* Begin *

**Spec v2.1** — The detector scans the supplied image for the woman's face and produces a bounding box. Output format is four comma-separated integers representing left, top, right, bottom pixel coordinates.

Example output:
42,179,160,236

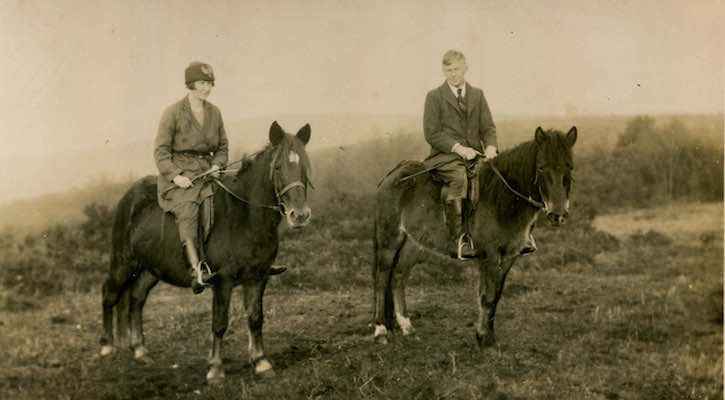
191,81,214,100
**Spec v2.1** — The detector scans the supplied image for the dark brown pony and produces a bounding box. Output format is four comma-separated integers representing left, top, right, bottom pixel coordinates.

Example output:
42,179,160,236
100,121,310,381
373,127,577,347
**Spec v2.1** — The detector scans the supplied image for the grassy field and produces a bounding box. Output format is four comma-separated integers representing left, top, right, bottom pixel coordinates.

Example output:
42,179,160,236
0,203,723,399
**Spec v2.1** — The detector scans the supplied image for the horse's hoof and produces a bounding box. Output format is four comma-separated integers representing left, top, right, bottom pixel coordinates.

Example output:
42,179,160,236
373,325,388,344
476,332,496,350
101,345,116,357
254,358,277,379
206,365,224,385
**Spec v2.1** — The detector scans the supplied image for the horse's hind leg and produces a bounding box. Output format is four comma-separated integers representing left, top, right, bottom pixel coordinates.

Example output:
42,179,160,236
128,270,159,362
391,244,418,336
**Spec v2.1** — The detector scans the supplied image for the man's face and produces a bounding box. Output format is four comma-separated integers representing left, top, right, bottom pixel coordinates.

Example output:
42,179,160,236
443,60,468,87
191,81,213,100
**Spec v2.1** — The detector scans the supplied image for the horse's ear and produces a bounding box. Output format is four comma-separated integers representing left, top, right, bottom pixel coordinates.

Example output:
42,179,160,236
566,126,577,147
269,121,284,146
534,126,546,144
297,124,311,145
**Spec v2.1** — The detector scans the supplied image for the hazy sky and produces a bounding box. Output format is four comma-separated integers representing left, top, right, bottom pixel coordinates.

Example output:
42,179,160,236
0,0,725,160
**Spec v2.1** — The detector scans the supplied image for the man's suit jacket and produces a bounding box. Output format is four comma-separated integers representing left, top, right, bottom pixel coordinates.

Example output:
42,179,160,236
423,82,498,167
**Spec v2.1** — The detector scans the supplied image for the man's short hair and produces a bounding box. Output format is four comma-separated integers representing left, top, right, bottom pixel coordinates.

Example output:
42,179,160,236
443,50,466,65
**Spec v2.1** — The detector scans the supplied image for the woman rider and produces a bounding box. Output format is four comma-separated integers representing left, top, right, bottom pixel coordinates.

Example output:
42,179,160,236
154,61,229,293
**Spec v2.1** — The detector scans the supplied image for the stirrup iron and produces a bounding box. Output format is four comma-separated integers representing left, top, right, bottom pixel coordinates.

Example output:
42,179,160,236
456,232,476,261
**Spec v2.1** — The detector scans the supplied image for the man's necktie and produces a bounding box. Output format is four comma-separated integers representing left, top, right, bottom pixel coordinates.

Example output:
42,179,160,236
457,88,466,113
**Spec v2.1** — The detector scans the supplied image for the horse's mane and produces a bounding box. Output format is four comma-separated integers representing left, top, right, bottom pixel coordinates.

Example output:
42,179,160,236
236,134,312,177
479,140,539,216
479,129,573,217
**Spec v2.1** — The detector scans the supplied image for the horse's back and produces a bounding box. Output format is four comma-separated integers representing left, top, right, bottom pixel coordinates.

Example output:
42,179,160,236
111,175,161,252
375,160,442,245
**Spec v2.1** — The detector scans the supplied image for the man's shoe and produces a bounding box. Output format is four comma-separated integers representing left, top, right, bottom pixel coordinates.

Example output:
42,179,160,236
445,199,478,260
190,261,217,294
448,233,478,260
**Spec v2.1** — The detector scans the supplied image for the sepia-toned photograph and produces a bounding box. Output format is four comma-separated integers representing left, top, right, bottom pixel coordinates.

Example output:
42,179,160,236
0,0,725,400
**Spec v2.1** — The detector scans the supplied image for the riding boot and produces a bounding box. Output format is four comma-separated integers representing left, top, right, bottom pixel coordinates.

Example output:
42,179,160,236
184,239,216,294
445,199,477,259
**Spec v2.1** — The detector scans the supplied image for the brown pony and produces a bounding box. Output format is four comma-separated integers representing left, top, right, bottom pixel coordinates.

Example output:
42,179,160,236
373,127,577,347
100,121,310,381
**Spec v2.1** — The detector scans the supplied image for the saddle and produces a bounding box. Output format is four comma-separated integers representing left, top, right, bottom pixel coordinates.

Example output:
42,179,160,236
388,158,485,211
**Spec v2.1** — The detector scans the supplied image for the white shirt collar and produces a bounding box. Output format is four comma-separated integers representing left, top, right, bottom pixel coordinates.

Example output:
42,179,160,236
446,81,466,97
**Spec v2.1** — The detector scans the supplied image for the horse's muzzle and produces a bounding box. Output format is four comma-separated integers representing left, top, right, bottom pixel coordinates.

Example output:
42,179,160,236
546,211,569,226
285,207,312,228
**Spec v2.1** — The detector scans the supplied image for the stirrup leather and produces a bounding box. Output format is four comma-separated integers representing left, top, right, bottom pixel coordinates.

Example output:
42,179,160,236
456,232,476,260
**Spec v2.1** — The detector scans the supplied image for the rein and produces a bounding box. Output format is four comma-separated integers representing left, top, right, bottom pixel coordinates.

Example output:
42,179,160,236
212,149,307,216
488,162,545,208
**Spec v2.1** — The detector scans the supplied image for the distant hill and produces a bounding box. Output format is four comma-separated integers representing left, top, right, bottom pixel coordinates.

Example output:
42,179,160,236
0,114,723,229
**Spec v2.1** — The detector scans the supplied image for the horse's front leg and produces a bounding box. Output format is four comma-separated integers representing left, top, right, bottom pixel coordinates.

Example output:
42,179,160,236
244,278,274,378
476,252,513,349
392,246,417,336
206,280,233,383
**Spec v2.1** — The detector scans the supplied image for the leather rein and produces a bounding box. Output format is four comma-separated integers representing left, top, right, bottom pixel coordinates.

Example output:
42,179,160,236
214,147,312,216
486,161,546,208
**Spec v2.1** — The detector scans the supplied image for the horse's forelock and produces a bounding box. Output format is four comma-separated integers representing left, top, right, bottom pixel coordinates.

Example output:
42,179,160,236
543,129,574,168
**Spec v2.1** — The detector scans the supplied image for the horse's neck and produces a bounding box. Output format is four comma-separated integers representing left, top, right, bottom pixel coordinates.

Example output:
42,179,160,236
479,141,541,219
486,141,540,199
217,151,280,228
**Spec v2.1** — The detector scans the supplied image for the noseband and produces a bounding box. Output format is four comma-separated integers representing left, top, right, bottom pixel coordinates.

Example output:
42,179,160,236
214,143,311,217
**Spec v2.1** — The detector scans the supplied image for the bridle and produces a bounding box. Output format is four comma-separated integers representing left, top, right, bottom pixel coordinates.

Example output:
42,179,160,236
269,145,307,216
214,142,314,216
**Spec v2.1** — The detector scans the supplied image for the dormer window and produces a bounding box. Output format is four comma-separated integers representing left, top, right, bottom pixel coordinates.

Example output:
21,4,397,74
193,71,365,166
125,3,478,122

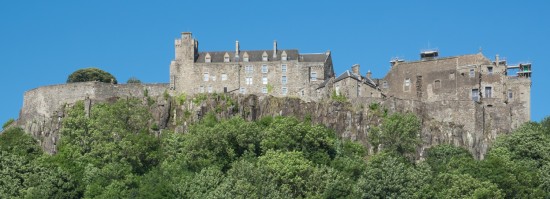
262,51,267,61
243,52,248,62
223,53,229,62
204,53,212,63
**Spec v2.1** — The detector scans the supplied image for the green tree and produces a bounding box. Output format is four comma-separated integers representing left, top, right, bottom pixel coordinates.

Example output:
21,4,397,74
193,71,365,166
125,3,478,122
67,68,117,84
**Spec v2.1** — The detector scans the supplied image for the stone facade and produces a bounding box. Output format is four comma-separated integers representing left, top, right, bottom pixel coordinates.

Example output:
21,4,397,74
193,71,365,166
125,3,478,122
170,32,334,100
10,33,531,159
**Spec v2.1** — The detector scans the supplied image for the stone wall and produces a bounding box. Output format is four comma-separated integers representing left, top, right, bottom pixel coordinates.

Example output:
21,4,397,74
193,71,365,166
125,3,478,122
17,82,168,152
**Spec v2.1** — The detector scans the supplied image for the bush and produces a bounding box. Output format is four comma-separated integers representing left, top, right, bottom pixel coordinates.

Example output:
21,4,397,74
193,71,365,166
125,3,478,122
67,68,117,84
2,118,15,129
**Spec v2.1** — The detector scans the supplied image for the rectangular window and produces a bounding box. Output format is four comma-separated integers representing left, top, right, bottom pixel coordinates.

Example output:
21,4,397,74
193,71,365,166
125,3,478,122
311,72,317,81
485,86,493,98
262,75,267,84
472,88,479,102
244,66,254,73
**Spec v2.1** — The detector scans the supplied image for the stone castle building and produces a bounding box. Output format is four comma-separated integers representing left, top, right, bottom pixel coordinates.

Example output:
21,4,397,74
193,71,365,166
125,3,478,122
11,32,531,158
170,32,531,126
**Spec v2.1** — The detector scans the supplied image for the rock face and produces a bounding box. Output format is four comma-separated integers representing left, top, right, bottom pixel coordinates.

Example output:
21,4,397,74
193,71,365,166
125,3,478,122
17,82,513,159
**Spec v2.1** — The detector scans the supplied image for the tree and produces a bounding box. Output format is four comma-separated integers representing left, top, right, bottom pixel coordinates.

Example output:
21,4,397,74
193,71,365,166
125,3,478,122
126,77,141,84
67,68,117,84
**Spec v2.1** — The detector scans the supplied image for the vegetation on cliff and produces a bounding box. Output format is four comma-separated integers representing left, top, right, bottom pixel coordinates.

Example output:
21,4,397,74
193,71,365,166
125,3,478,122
67,68,117,84
0,96,550,198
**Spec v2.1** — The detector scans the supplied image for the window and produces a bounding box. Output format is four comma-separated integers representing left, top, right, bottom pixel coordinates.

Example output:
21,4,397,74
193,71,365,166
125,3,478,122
262,75,267,84
403,78,411,92
434,79,441,89
472,88,479,102
244,66,254,73
311,72,317,81
449,73,455,80
485,86,493,98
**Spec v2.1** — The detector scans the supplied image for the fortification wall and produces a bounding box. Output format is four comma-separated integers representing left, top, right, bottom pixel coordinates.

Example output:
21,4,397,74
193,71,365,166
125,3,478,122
17,82,168,152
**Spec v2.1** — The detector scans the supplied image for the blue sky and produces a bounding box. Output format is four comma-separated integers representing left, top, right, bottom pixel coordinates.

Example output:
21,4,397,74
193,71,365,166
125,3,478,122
0,0,550,127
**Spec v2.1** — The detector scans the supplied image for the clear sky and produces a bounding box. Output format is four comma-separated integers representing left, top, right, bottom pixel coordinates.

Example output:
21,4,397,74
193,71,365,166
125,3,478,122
0,0,550,127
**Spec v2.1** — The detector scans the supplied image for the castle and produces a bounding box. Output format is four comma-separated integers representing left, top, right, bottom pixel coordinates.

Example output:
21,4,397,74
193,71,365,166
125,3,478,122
170,32,531,126
16,32,531,158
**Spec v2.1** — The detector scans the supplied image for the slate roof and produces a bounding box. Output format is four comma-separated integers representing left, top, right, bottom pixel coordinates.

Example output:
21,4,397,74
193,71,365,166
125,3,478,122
195,49,327,63
398,53,492,66
324,70,376,89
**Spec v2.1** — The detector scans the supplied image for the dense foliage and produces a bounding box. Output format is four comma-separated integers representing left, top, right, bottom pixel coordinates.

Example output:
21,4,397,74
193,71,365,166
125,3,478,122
67,68,117,84
0,99,550,198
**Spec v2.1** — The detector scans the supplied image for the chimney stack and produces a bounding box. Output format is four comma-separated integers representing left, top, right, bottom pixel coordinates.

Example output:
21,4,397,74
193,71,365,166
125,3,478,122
273,40,277,59
235,40,240,57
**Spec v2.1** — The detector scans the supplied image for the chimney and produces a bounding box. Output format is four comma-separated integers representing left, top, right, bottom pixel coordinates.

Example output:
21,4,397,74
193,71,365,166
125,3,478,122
235,40,240,57
351,64,361,75
273,40,277,59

* End *

### TASK BRIEF
Return every line of the material from the one containing "for the blue" through the end of the material, inclusive, character for character.

### REPLY TO THE EXERCISE
**Spec v2.1** — The detector scans the supplied image for the blue sky and produces a bounding box. Output format is four comma-separated integers representing left, top, right, bottom pixel coordinates.

Example output:
21,4,397,74
193,71,365,166
125,3,478,122
0,0,550,127
**Spec v2.1** — The detector scans the supplied image for the clear sky and produces a bounding box. Output format is four comma-separated integers representing left, top, right, bottom pixel coordinates.

Example output:
21,4,397,74
193,71,365,166
125,3,478,122
0,0,550,127
**Spec v2.1** — The detector scans the supplied image for the castle and produces a bounding box. Output format is four comma-separated integers representing left, top, right, bottom pixel coordinates.

Example output:
21,4,397,74
193,71,365,166
125,3,478,122
170,32,531,126
16,32,531,158
**Spec v2.1** — The detector scans the supplied image for the slate roof and produces a bounding box. Output format is four comma-separated integers representing left, top, right, bottom pixel coordinates.

Example output:
21,4,397,74
193,71,365,166
125,3,478,122
195,49,327,63
398,53,492,66
324,70,376,89
**Spec v2.1** — The detector scans the supplied image for the dense foliage and produces a bounding box. Output format is four comma-separated integers representing left, top, right, bottom pixel coordinates.

Example output:
21,4,397,74
193,71,365,166
125,3,478,122
67,68,117,84
0,99,550,198
**Spec v2.1** — The detector scans the supplied image for the chimney stack and produces a bounding box. Output format is four comma-separated integers representing left, top, right, bottom pixel coordinates.

Example output:
21,4,397,74
193,71,365,166
125,3,478,122
273,40,277,59
235,40,240,57
**Spec v2.1** — The detector scans the supplied image for the chimney and produces a bounding box. Output format is four comma-separated integers representing left, top, right, bottom pixel coordinates.

Example output:
21,4,397,74
193,71,365,166
125,3,478,122
235,40,240,57
351,64,361,75
273,40,277,59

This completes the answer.